START Supplied material

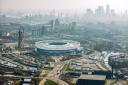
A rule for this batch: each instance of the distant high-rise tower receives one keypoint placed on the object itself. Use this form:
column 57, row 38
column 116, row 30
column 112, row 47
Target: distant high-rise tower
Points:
column 108, row 10
column 20, row 38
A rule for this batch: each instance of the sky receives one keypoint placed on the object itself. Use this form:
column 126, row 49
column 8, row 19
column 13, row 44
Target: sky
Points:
column 118, row 5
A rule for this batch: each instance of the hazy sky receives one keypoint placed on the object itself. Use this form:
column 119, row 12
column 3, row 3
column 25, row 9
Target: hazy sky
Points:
column 62, row 4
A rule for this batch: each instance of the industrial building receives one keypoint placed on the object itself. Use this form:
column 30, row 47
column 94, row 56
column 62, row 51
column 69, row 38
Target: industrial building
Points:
column 58, row 47
column 91, row 80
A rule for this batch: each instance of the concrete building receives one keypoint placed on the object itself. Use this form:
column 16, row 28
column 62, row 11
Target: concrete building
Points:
column 91, row 80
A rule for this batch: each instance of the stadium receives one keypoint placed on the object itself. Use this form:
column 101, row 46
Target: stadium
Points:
column 58, row 47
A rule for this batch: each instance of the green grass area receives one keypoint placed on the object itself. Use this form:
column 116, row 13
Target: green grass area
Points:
column 65, row 67
column 49, row 82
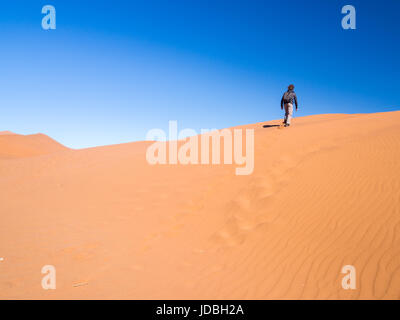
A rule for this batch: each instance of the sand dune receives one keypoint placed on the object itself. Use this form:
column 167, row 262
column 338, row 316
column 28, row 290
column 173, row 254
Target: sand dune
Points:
column 324, row 193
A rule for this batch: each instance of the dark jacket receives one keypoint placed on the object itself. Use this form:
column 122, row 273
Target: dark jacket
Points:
column 288, row 97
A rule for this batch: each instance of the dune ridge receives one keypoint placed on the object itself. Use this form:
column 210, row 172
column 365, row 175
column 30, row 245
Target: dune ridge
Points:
column 324, row 193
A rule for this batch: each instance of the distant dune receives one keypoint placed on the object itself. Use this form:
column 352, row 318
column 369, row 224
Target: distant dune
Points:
column 324, row 193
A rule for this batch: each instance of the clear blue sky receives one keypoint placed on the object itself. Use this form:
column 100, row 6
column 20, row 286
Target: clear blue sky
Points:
column 112, row 70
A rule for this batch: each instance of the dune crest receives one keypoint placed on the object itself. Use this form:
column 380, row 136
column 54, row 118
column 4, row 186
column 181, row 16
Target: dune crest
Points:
column 324, row 194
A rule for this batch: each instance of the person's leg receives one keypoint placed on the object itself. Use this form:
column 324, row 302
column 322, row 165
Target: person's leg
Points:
column 289, row 113
column 286, row 113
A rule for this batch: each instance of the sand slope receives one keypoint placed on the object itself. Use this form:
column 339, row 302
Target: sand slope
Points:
column 324, row 193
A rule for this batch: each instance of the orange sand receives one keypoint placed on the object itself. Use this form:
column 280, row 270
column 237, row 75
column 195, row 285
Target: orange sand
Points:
column 324, row 193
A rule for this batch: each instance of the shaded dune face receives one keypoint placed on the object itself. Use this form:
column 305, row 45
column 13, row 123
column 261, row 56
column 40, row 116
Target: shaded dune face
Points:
column 324, row 194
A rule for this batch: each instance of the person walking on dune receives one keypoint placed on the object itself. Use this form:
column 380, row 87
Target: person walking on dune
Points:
column 287, row 102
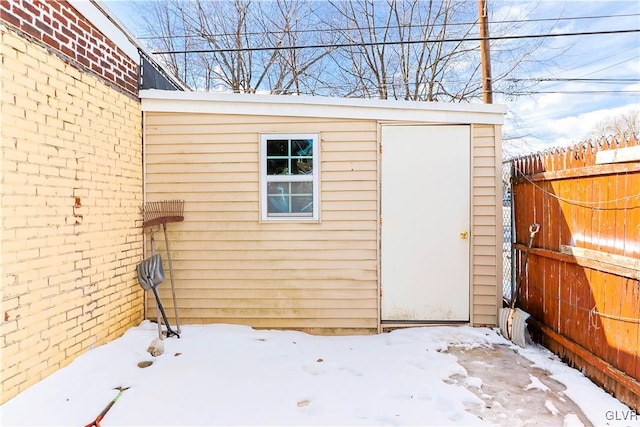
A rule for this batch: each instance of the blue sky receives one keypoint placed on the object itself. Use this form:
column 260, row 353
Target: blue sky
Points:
column 555, row 113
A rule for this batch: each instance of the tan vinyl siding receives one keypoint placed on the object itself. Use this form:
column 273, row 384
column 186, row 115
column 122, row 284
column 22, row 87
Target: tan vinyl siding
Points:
column 232, row 268
column 486, row 259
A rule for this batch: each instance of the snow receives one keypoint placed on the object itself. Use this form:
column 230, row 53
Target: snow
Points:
column 536, row 384
column 235, row 375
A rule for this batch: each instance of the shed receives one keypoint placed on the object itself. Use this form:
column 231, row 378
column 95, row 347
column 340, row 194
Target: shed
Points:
column 327, row 215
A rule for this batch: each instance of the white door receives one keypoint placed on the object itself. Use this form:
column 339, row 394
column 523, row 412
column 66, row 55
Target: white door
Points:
column 425, row 215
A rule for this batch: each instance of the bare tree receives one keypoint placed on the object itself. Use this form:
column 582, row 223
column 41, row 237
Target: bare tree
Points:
column 235, row 45
column 400, row 49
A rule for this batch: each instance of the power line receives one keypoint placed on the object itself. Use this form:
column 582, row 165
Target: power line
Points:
column 369, row 44
column 576, row 80
column 374, row 28
column 574, row 92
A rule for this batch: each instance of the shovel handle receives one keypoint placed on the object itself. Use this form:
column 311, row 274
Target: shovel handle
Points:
column 533, row 230
column 96, row 422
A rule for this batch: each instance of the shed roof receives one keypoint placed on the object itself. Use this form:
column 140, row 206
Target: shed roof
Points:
column 317, row 106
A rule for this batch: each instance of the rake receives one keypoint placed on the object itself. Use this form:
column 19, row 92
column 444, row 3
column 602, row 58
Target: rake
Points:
column 163, row 212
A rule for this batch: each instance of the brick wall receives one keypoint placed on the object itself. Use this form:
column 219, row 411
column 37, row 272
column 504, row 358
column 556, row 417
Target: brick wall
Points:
column 57, row 25
column 70, row 193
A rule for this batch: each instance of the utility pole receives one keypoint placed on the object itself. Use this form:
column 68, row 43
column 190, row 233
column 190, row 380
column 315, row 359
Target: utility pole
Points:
column 487, row 91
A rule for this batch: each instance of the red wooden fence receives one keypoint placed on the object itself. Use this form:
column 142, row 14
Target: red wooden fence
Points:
column 582, row 284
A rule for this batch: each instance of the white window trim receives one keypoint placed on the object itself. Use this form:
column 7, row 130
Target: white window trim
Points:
column 315, row 177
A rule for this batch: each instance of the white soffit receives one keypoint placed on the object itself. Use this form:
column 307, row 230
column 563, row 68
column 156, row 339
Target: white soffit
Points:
column 316, row 106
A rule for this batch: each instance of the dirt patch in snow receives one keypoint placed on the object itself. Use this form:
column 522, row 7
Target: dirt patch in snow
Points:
column 513, row 391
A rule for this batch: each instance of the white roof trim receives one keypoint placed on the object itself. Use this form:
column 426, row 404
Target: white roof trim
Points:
column 316, row 106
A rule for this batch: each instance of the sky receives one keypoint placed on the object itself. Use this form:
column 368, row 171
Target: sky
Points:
column 235, row 375
column 560, row 112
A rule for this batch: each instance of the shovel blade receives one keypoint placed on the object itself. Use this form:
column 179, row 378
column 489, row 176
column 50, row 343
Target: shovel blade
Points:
column 513, row 324
column 518, row 327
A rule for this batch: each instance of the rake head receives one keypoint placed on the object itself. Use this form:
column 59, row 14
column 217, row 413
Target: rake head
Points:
column 156, row 213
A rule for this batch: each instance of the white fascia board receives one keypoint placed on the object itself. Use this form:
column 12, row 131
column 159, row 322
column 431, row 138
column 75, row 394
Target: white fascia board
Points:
column 316, row 106
column 108, row 25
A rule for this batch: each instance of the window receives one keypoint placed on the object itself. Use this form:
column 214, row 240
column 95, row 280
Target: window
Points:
column 289, row 177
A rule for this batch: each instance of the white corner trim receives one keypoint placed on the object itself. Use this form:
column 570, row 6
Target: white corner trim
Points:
column 317, row 106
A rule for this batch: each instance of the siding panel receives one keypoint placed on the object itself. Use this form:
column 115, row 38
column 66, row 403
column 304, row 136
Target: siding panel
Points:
column 230, row 267
column 486, row 275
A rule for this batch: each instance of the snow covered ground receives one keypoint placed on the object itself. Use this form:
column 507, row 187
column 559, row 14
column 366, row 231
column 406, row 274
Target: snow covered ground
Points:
column 235, row 375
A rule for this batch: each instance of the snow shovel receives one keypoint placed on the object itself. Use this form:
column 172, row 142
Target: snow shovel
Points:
column 150, row 275
column 512, row 320
column 96, row 422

END Supplied material

Please show every line of the entries above that contains the word "high".

A rule for this batch: each instance of the distant high-rise tower receives one keypoint placed on the object itself. Use this form:
Target: distant high-rise tower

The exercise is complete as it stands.